(EXERCISE DIRECTIONS): Copy out the entries exactly, from the first line to the last.

-- begin --

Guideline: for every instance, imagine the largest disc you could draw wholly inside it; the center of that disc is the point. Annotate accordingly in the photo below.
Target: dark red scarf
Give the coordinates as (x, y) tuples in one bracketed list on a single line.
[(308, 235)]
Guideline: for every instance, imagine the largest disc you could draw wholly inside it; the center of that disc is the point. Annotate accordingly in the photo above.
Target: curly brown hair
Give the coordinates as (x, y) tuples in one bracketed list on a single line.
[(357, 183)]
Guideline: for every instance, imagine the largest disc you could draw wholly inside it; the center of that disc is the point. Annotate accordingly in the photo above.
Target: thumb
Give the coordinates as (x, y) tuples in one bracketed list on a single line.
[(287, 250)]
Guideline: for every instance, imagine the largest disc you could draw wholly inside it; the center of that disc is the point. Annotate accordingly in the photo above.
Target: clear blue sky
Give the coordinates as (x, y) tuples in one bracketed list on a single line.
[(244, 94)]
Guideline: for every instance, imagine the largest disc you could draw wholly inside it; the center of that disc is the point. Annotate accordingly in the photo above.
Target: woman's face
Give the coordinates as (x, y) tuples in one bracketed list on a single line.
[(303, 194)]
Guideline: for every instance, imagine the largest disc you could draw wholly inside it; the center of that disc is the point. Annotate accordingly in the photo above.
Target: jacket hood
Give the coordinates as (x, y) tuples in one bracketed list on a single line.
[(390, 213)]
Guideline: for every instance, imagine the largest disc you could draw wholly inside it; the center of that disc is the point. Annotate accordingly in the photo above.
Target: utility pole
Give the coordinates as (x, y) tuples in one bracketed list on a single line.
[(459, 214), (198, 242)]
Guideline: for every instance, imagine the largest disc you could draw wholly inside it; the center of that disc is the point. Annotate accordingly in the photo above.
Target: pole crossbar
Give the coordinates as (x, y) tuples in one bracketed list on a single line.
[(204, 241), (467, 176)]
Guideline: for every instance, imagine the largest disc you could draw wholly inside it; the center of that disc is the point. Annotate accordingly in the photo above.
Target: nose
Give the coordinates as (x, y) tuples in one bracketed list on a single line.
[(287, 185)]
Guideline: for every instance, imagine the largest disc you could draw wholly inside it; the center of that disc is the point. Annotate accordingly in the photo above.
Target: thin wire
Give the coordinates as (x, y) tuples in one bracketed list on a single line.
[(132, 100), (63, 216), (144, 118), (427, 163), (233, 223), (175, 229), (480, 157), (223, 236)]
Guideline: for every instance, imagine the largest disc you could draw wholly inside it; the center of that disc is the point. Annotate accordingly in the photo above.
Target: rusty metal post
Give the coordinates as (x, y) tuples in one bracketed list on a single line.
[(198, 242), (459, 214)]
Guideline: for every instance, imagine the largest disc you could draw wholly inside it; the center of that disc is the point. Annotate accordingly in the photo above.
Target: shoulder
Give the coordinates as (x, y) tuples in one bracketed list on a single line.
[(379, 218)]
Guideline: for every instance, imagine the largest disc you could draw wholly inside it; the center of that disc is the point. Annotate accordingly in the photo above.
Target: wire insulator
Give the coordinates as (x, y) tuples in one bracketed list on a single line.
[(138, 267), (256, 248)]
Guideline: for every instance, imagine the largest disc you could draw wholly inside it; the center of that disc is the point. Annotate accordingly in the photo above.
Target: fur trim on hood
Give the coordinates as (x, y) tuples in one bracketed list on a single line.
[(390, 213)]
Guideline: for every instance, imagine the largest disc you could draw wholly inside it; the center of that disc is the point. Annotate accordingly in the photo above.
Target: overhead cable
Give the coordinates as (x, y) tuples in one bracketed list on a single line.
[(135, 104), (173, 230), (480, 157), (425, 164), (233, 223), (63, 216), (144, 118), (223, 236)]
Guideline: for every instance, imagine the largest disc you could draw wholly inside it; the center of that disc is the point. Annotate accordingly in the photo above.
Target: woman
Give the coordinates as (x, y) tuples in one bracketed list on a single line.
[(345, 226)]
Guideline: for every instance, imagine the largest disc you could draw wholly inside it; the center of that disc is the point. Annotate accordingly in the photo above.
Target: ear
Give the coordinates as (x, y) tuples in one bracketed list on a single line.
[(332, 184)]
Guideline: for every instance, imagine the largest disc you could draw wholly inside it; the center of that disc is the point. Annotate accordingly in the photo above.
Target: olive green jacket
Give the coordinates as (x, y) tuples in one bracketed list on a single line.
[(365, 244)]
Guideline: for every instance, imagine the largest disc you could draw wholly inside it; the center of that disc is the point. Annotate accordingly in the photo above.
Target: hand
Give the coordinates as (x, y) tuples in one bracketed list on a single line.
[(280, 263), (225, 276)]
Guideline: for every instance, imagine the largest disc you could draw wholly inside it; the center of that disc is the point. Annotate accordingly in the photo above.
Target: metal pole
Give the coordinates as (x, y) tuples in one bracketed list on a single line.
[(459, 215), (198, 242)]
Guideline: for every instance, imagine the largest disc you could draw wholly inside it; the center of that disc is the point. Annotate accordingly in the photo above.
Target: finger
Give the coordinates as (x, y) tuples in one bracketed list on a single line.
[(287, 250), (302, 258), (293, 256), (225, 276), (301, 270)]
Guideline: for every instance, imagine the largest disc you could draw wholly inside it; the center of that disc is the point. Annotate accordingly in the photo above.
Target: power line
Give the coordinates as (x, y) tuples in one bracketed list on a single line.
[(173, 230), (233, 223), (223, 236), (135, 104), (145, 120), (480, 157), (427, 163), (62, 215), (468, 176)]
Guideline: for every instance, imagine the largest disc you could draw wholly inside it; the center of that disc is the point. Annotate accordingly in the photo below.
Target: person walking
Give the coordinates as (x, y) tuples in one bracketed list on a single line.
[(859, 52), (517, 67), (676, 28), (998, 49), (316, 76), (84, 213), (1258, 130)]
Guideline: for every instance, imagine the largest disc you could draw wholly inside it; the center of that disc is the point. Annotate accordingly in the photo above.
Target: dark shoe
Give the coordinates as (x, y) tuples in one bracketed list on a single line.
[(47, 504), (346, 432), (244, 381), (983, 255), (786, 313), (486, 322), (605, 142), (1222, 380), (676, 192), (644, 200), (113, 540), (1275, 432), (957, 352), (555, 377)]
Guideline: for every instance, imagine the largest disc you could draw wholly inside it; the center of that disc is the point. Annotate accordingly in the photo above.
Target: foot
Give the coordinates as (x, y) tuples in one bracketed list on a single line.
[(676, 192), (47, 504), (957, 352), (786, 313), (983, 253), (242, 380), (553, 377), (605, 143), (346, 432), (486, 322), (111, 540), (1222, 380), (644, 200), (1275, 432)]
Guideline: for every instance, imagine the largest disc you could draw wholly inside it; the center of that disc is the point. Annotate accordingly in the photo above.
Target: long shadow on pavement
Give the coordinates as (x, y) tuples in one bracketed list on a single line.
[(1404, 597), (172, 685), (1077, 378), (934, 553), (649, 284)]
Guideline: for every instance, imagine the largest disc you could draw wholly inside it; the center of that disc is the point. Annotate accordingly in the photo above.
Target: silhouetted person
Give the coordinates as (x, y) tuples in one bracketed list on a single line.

-- end --

(THE ANSWER):
Guideline: for every instance, imagine the largest disc you could draw wholly inside it; the center of that disc is the point. Annotate accordingly in the photo below.
Target: dark red scarf
Give the coordinates as (x, y) tuples in one bracketed list on a single line.
[(308, 235)]
Guideline: for every instance, imagine the largest disc you could draw wholly inside it; the center of that disc is the point. Annotate accordingly in the photo above.
Target: curly brown hair
Give the coordinates as (x, y) tuples in one bracketed list on a single line.
[(357, 183)]
Guideline: for every instance, imagine the largest disc you could draw wholly inside it; the center of that disc is the point. Annotate accordingly in the photo above.
Target: thumb
Give the coordinates as (x, y) tuples in one bracketed list on a single line.
[(287, 250)]
Guideline: for every instance, imagine the largest disc you could draw wholly inside it; the center of that disc is the point. Annotate accordingly in the photo above.
Target: clear blue sky
Give the coordinates as (x, y) tuples in one bracketed list on a single line.
[(244, 94)]
Guideline: for every instance, imagine the largest disc you could draw wholly inside it; the center of that disc is the point. Annotate accordingly in the photo above.
Target: woman's face
Give the coordinates as (x, y) tuples in one bracketed list on a single line.
[(303, 194)]
Guideline: for every instance, imagine the largest disc you could draw wholly inside it; the center of that disc is the point. Annotate accordingly in the photo above.
Target: jacket hood
Give the coordinates as (x, y) tuples in one bracketed list on a single line.
[(390, 213)]
Guideline: for every instance, imagine the largest disc you could draw wholly inside it; the center of that disc is the point. Annotate accordingly in the photo above.
Target: utility pole
Give the coordinates as (x, y) tuples in one bracketed list on a single line.
[(459, 214), (198, 242)]
Guideline: for every instance, imagine the largest disc you could draw wholly inside it; the center of that disc is the point. Annotate accordingly in the photo above.
Target: pole crossbar
Give the coordinates as (x, y) tuples in one bracketed list on a single line.
[(204, 241), (467, 176)]
Guideline: for every instance, imagine the largest disc you could draw wholly inside it; the center of that disc is the point. Annotate accordingly in the photo above.
Target: nose
Give the coordinates as (x, y) tuples in one bracketed list on a single line.
[(287, 185)]
Guideline: for every instance, imagine the largest disc you could draw wholly inside it; the center of that disc is the point. Annotate accordingly in the photo above.
Target: thin wire
Give the coordinates as (x, y) tuples in one bracketed list on a single line.
[(132, 100), (63, 216), (144, 118), (427, 163), (233, 223), (175, 229), (480, 157), (223, 236)]
Guideline: for every instance, imagine the largest disc you could draw wholly inside it; the center of that disc is the point. Annotate accordingly in the photo above.
Target: rusty metal post
Give the coordinates as (x, y) tuples in one bracketed list on a single line.
[(198, 242), (459, 214)]
Guideline: for every instance, imagine the largest disc you could draw wholly inside it; the center of that disc is the point. Annotate accordingly in the photo above.
Target: shoulder
Give the coordinates as (x, y) tuples in one bracketed list on a single line.
[(379, 218)]
Guideline: for every instance, imagine the largest disc you could draw wholly inside it; the center of that disc is the point. Annotate accordingly in the photo above.
Target: wire insulator
Give the coordinates as (x, y) tuples in one bracketed list on a single line.
[(138, 267), (256, 248)]
Guideline: for every instance, imagine the largest disc you could draw wholly inside it; the center of that disc is the point. Annotate accordingly in the photo above.
Target: fur trim on hood
Give the coordinates as (x, y) tuples in one bracketed list on a single line.
[(390, 213)]
Guideline: for every instance, imagine the largest disc you could draw wholly inside it; the center of that disc is the point. Annotate accordingly in the photo above.
Target: overhead cable
Give the coordinates as (x, y) tuples in one bracketed list on a single line.
[(135, 104), (173, 230), (480, 157), (425, 164), (233, 223), (63, 216), (144, 118), (223, 236)]
Guideline: for every instance, imagine the largest disc you could draw wholly inside it; the center of that disc is the point. Annotate accordingly in the photo above.
Target: woman
Give the coordinates as (x, y) tuples in one bracketed list on a single line.
[(345, 226)]
Guideline: for every instance, imagine the largest disc you could draw wholly inside it; the center of that disc is the point. Annotate accordingly in the photo above.
Target: ear
Give the coordinates as (x, y) tuples in one bracketed list on a single line.
[(332, 184)]
Guideline: for every instance, imagine the largest disc you could draw wholly inside it; the center of that disc is the point. Annotate accordingly in the photo above.
Target: olive green jacket
Give the coordinates as (x, y) tuples in one bracketed list on a single line.
[(365, 244)]
Guideline: for every instance, imagine the largest disc you could draw wholly inside it; the center of that disc is the point. Annotate accordingly in the photo above.
Target: hand
Give the coordinates as (x, y) tuples in one bracketed list on a single line.
[(280, 263), (225, 276)]
Guideline: for every instance, imagine the largest disc you could draw wholly inside it; the center of that disc is the point. Annotate accordingly in the photo above.
Target: metal pole
Give the coordinates as (x, y) tuples in one bracketed list on a single line.
[(459, 215), (198, 242)]
Guideline: for every instance, imagine the largest disc you could draw wholly inside it; the center of that disc is the point. Annotate accordingly in the photo above.
Target: finger
Give the coordinates as (x, y) tuples in one bracketed list on a single line.
[(287, 250), (302, 258), (293, 256), (225, 276), (301, 270)]
Guideline: for every instance, imagine the largest disc you could draw wholly inside it; the center of that disc is the point. Annotate accordingly in the photo above.
Target: power line
Give the coordinates as (x, y) tuples in one bracketed list on a single line.
[(173, 230), (233, 223), (223, 236), (135, 104), (145, 120), (480, 157), (427, 163), (62, 215), (468, 176)]
Guideline: for every instance, imagine the largest disc you could draw wholly inside it; the center of that disc is the point. Annotate accordingly in the photo below.
Target: person walking
Give the coordinates as (x, y) tuples in one bracketed list on a single line.
[(859, 52), (517, 67), (676, 28), (998, 49), (316, 76), (84, 213), (1258, 130)]
Guideline: for every instance, imagine the largest disc you could draw wholly inside it; the center of that disc is the point. Annotate accordingly in the photo above.
Target: dark shoe
Give the coordinates as (x, y) tuples in one bracketed list on a single line.
[(47, 504), (346, 432), (244, 381), (983, 255), (786, 313), (486, 322), (605, 142), (1222, 380), (676, 192), (644, 200), (113, 540), (1275, 432), (957, 352), (555, 377)]
Guideline: for every instance, imagine the largest disc you could draw wholly inside it; the center of that disc is the point. Annotate accordingly in the photo above.
Target: foot
Give the coordinates as (x, y) tuples in one bracketed list on a single line.
[(676, 192), (47, 504), (957, 352), (786, 313), (983, 253), (242, 380), (553, 377), (605, 143), (346, 432), (486, 322), (111, 540), (1222, 380), (644, 200), (1275, 432)]
Guideline: for every instance, imagine the largest disc you could draw wholly inside it; the center of that disc is the point. Annotate accordingly in the photo above.
Target: long shadow on pavement
Give the coordinates as (x, y) tuples in one bracketed list on a single line.
[(1404, 597), (172, 685), (1077, 378), (934, 553), (649, 284)]
Guideline: for every instance, imagine the largest disc you could draw wholly inside it; the center of that disc is the point. Annotate accordingly in the photo above.
Target: silhouetted person
Give the coordinates as (x, y) tuples in one bracketed list on a single line.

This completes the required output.